Return all entries verbatim; skip any pictures.
#####
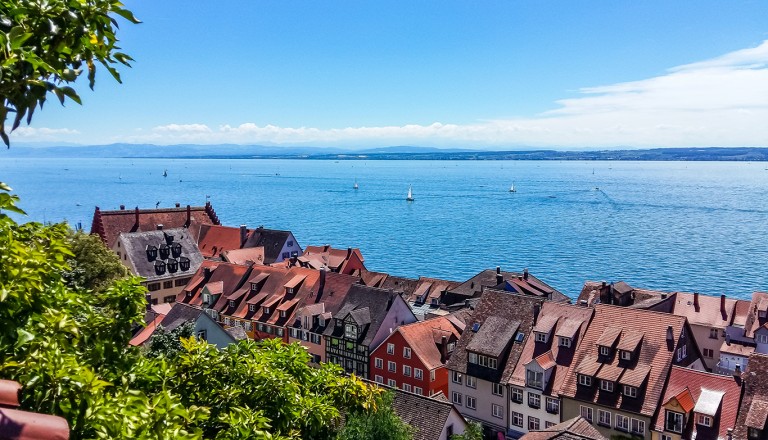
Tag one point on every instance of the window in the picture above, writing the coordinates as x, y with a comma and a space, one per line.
638, 426
673, 422
606, 385
622, 423
498, 411
534, 400
603, 418
534, 379
553, 405
516, 395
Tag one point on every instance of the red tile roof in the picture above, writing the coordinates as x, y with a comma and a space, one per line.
654, 356
686, 386
109, 224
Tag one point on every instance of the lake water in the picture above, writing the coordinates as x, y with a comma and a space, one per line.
693, 226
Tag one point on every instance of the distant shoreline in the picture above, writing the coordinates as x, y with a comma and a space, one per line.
129, 151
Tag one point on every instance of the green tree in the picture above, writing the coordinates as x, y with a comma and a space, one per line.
46, 45
93, 266
474, 431
168, 343
382, 424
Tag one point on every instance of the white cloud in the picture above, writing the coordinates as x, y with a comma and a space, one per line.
#####
Response box
Tag one point on every instance of the window in the picture above, writing the coordinates as x, y with a comma and a space, one per line.
638, 426
673, 422
606, 385
622, 423
498, 411
534, 400
603, 418
534, 379
553, 405
516, 395
Tag one point on every instance of the red tile roof in the picture above, writing the coordinates as x, y with a comma and a space, one per line.
654, 356
686, 386
109, 224
Tag one point on every instance of the lake water in the picture above, writing the coordinates as x, y with a comma and a space, one per line.
693, 226
Tag one point on every instance of the distant shoreline in the picture above, writing the coordinates as x, y with a comma and a space, one per line.
129, 151
Tag one point on every instance of the green tree in the picture above, writing the coordinates as x, y with a comma and a space, one per line.
46, 45
93, 266
474, 431
168, 343
382, 424
Tag one point on every instance of the white cloud in the picture above, writing the coordinates as x, y with a comma and a space, one per line.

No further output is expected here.